# Assignment
I need the records below retyped exactly.

[Saved data entries]
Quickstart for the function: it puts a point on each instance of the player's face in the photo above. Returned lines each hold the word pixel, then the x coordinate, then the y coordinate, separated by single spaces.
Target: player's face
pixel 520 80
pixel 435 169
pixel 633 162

# Task solution
Quickstart for the function: it puts a point on each instance of the player's face in the photo above. Returned lines each hold the word pixel, then the x coordinate, then the y coordinate, separated by single spaces.
Target: player's face
pixel 520 80
pixel 435 169
pixel 633 162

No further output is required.